» WHAT TO WORK ON: Select every line in the records below that contains the string "tanker", treating case as significant.

» TASK INPUTS:
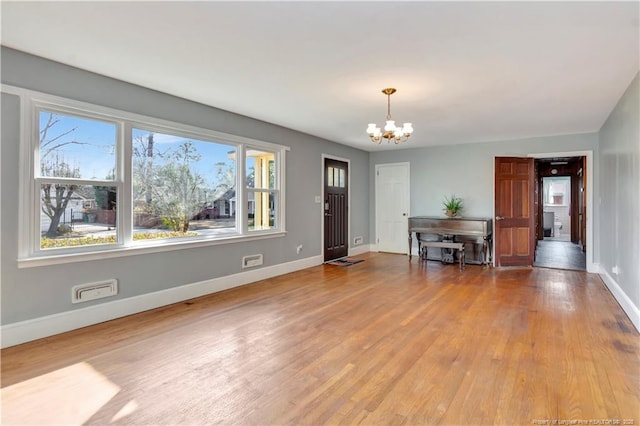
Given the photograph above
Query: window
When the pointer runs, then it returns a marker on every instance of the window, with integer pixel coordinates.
(182, 187)
(262, 194)
(76, 180)
(104, 180)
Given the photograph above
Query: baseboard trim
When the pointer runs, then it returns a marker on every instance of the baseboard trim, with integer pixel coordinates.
(621, 297)
(354, 251)
(26, 331)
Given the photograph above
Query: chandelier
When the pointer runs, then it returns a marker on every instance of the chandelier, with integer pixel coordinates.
(391, 132)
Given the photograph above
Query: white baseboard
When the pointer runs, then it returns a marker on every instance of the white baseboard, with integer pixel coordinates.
(365, 248)
(627, 305)
(26, 331)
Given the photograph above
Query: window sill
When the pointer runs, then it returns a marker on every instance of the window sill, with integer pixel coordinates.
(57, 259)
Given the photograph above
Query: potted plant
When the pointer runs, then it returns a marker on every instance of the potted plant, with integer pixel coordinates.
(452, 205)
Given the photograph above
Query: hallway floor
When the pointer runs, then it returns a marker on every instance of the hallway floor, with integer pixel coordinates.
(560, 255)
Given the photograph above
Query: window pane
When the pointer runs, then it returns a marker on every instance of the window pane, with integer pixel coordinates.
(74, 147)
(261, 210)
(77, 215)
(260, 169)
(182, 187)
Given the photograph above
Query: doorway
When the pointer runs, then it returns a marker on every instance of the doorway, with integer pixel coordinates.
(392, 207)
(336, 209)
(561, 218)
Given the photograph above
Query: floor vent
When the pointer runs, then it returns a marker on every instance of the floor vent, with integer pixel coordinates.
(91, 291)
(251, 261)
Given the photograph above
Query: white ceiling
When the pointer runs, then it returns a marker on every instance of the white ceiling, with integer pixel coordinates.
(465, 71)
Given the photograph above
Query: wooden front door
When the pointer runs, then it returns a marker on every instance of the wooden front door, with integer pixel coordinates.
(514, 211)
(336, 196)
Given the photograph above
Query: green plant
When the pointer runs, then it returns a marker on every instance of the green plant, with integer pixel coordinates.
(452, 205)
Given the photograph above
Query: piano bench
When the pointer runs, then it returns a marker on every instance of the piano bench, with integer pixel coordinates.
(444, 244)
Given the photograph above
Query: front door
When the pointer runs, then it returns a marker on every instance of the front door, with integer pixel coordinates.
(336, 217)
(514, 211)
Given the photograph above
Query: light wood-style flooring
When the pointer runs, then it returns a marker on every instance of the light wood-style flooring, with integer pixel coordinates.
(381, 342)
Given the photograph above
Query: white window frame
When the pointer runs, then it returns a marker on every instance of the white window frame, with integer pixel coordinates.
(29, 252)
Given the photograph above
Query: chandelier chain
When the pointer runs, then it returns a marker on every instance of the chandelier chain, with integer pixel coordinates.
(391, 131)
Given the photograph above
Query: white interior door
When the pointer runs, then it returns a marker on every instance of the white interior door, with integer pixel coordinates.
(392, 207)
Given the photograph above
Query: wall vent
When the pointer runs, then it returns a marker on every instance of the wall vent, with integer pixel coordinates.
(251, 261)
(91, 291)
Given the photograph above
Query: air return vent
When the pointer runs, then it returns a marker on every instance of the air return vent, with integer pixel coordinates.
(91, 291)
(251, 261)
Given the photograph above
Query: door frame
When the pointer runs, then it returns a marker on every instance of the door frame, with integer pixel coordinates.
(406, 164)
(591, 266)
(322, 198)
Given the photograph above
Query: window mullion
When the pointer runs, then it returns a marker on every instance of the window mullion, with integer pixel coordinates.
(241, 192)
(125, 184)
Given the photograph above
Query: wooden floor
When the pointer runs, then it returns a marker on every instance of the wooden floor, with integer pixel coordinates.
(381, 342)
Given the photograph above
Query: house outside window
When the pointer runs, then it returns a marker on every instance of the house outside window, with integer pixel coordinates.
(104, 180)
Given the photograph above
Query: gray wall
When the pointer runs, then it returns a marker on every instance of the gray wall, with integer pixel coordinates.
(620, 197)
(467, 171)
(39, 291)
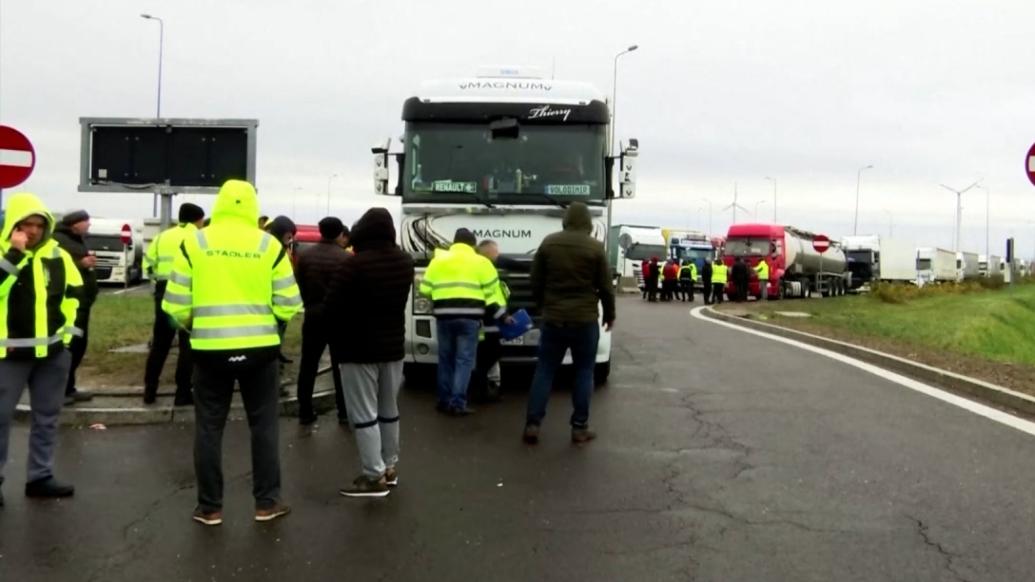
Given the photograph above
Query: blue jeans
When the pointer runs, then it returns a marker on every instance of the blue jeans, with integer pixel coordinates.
(457, 352)
(582, 340)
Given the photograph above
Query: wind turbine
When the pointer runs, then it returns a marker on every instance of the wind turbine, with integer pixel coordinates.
(735, 206)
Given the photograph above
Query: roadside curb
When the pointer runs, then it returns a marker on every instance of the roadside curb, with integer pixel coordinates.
(951, 381)
(137, 413)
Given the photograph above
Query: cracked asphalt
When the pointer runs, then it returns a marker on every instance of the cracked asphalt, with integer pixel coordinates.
(721, 456)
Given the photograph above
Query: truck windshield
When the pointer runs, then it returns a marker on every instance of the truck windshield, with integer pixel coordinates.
(645, 252)
(747, 246)
(104, 243)
(519, 165)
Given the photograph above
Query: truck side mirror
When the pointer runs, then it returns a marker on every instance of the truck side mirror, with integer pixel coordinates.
(381, 168)
(627, 170)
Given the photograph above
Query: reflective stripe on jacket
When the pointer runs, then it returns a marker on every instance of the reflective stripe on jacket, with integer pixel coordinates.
(463, 284)
(163, 251)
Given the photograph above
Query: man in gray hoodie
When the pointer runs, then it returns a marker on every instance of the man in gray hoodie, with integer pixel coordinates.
(570, 279)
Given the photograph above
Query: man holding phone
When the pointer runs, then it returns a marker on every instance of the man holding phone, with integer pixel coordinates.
(39, 289)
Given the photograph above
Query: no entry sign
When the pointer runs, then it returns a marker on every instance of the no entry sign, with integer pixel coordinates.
(1030, 165)
(17, 157)
(821, 243)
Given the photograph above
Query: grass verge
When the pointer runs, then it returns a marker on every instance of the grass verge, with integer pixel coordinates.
(983, 331)
(118, 321)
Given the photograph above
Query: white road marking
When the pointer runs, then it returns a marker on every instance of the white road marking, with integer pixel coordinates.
(969, 405)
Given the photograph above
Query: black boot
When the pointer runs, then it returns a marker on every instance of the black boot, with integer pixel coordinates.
(49, 487)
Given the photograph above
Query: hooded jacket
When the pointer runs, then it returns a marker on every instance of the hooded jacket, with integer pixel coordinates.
(570, 274)
(368, 294)
(231, 283)
(77, 249)
(39, 288)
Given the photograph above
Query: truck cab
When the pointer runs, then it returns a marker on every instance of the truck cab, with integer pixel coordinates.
(502, 154)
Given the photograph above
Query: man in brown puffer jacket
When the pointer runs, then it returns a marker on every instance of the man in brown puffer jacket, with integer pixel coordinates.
(314, 272)
(367, 303)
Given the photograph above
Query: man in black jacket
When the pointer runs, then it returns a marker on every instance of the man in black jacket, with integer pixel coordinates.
(367, 302)
(570, 281)
(70, 236)
(314, 272)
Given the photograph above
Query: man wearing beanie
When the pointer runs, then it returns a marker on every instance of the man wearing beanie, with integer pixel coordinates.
(314, 272)
(464, 286)
(70, 235)
(158, 263)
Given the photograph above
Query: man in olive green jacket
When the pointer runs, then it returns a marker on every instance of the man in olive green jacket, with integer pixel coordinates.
(570, 281)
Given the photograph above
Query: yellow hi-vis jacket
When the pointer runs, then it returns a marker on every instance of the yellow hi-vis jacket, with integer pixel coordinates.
(762, 269)
(720, 273)
(163, 251)
(39, 288)
(463, 284)
(231, 282)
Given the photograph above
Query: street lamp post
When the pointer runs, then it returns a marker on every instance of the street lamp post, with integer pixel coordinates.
(987, 212)
(709, 215)
(858, 184)
(161, 46)
(959, 208)
(773, 180)
(614, 121)
(329, 178)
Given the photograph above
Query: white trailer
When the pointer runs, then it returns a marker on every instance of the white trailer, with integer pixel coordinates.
(873, 258)
(935, 265)
(630, 245)
(967, 266)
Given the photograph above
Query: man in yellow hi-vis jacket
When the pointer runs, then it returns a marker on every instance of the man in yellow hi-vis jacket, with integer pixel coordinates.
(39, 289)
(230, 286)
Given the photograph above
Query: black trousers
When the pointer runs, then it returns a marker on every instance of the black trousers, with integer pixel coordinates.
(685, 290)
(490, 351)
(316, 338)
(78, 348)
(213, 390)
(161, 342)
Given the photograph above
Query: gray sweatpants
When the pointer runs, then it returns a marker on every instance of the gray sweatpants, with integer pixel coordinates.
(371, 397)
(46, 378)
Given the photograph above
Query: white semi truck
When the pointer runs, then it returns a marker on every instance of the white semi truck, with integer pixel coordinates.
(873, 258)
(935, 265)
(629, 246)
(502, 154)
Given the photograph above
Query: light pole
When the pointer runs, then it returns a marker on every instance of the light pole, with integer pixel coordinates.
(614, 98)
(773, 180)
(757, 204)
(987, 212)
(161, 46)
(959, 207)
(329, 178)
(858, 184)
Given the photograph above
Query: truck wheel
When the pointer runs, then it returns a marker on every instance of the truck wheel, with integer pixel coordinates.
(600, 373)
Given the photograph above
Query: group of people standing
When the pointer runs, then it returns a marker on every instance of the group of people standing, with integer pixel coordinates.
(228, 289)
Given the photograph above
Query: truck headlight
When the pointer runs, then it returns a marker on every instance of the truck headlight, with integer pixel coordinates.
(421, 304)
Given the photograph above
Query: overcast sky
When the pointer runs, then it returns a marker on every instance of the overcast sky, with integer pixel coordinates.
(804, 91)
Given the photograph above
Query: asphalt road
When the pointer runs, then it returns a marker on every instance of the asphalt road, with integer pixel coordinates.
(721, 456)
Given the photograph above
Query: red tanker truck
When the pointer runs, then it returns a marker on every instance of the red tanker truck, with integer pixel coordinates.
(795, 268)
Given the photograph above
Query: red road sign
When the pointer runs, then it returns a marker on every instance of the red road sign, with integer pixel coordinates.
(1030, 164)
(17, 157)
(125, 235)
(821, 243)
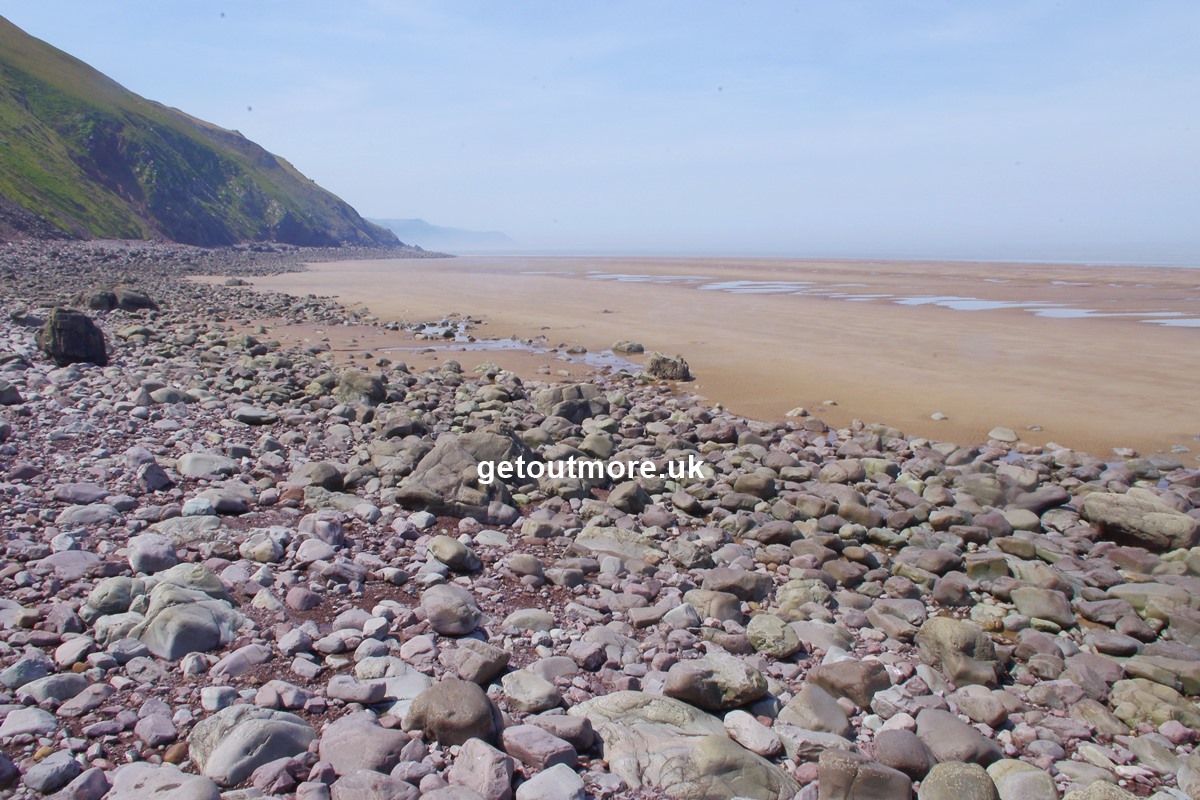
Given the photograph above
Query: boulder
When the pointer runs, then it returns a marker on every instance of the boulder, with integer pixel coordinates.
(358, 386)
(960, 649)
(71, 336)
(451, 609)
(359, 743)
(849, 776)
(143, 781)
(454, 710)
(665, 367)
(957, 781)
(445, 480)
(717, 681)
(575, 403)
(233, 743)
(1140, 519)
(661, 744)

» RESPONSE BELOW:
Query: red tanker truck
When the pointer runs, then it returns a marker on every instance of the red tanker truck, with integer pixel coordinates.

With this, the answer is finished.